DOCUMENT EXTRACT:
Snooki, meanwhile, really comes off more like a child than a privileged, vapid Paris Hilton kind of asshole. She’s still in her very early twenties, after all. Obviously she shouldn’t act as babyish as she does, but who among us was our best self at 22? I’m not projecting that Snooki will grow into a legitimate glamour queen or a class act, but I’m willing to cut her a little more slack than the rest of our judgment-happy society seems to be. On the flip side, most of her castmates come off as significantly older, such as Pauly D, who is already in his thirties, and JWoww, who resembles a particularly spry 55-year-old, and so there’s an air of melancholy to the rest of them too.

DATA LISTING:
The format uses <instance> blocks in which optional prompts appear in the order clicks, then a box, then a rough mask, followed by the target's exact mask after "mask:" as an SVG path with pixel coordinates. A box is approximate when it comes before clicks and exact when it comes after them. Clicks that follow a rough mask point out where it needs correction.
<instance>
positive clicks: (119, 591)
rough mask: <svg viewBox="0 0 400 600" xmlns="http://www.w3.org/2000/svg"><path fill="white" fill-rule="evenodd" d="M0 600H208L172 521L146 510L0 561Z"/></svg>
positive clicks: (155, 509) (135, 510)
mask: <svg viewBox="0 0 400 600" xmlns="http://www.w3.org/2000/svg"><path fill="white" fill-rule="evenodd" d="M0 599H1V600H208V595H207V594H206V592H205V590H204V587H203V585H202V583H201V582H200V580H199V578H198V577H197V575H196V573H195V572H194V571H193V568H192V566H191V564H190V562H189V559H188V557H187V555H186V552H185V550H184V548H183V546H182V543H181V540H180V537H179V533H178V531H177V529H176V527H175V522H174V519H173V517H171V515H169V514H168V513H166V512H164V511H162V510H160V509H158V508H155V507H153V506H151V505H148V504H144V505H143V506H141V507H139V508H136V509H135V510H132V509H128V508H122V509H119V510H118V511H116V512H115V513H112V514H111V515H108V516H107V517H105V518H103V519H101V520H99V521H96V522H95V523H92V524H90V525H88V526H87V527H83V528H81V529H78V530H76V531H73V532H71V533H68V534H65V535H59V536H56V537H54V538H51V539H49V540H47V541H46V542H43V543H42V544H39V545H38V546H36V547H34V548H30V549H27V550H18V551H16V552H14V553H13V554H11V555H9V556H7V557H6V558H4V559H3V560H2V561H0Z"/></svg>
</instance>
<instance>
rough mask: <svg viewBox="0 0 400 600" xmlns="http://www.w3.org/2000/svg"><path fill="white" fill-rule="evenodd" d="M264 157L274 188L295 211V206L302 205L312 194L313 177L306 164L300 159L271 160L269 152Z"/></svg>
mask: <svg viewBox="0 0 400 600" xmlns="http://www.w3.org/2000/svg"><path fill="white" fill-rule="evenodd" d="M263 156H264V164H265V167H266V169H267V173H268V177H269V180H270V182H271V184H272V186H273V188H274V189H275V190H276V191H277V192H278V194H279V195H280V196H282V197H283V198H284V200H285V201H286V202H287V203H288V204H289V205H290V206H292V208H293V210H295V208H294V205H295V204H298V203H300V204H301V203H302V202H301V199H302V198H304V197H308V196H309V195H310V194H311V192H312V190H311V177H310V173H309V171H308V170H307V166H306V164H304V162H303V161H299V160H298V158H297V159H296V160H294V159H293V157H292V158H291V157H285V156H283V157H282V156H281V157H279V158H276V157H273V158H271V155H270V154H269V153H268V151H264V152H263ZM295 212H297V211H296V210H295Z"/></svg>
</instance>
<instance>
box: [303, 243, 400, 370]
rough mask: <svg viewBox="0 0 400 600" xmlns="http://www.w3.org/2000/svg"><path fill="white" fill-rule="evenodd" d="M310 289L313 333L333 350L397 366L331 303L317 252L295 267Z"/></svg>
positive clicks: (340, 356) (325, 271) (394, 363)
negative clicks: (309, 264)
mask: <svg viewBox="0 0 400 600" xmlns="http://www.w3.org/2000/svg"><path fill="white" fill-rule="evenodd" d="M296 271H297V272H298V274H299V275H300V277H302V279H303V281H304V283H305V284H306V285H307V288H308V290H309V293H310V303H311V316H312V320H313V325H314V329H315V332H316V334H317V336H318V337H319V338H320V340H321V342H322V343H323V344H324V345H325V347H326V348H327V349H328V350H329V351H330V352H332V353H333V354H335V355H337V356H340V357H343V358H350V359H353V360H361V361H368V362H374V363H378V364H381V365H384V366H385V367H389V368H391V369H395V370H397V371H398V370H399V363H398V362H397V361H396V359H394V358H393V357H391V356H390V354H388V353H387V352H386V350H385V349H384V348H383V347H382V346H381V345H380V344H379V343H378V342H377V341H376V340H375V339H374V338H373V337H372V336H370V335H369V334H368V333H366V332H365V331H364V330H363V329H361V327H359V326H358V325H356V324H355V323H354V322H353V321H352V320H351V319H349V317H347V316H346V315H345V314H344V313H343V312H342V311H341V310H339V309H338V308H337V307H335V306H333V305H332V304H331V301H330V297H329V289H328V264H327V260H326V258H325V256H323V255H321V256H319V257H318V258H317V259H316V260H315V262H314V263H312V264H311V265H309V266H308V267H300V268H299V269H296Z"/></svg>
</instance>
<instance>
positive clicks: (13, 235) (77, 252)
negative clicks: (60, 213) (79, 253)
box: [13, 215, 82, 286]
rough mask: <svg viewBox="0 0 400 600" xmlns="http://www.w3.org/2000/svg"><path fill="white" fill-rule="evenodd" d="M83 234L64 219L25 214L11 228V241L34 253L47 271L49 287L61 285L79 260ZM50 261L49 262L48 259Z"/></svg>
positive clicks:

TASK SET:
1 > Copy word for word the part of the Snooki commentary between "Snooki, meanwhile, really" and "of them too.", inclusive.
2 > Extend the commentary on Snooki and her castmates, picking up after its final sentence.

ANSWERS TO THIS EXERCISE:
1 >
Snooki, meanwhile, really comes off more like a child than a privileged, vapid Paris Hilton kind of asshole. She’s still in her very early twenties, after all. Obviously she shouldn’t act as babyish as she does, but who among us was our best self at 22? I’m not projecting that Snooki will grow into a legitimate glamour queen or a class act, but I’m willing to cut her a little more slack than the rest of our judgment-happy society seems to be. On the flip side, most of her castmates come off as significantly older, such as Pauly D, who is already in his thirties, and JWoww, who resembles a particularly spry 55-year-old, and so there’s an air of melancholy to the rest of them too.

2 >
The only cast members who come off poorly in a mean way, rather than a harmless clumsy way, are Sammi and particularly, Angelina. Of course we can never trust reality-show editing and it’s possible that they’re really sweet in real life, but the cattiness that these two display in this first episode is pretty unpleasant. I’m sure that some of the other characters will have plenty of time over the upcoming episodes to lose my sympathies – Ronnie is closer to the borderline than the rest – but otherwise, I’m willing to give them the benefit of the doubt. None of these types are entirely unfamiliar to me. I’ve known people like this in my life, and I’ve known enough of them to know that almost everyone has feelings, almost everyone has something worthwhile to say, almost everyone has at least some kind of virtue. I’ll be interested to see if the rest of Jersey Shore disabuses me of that notion.
But so far, the Biblical apocalypse seems a little further away than I thought it might.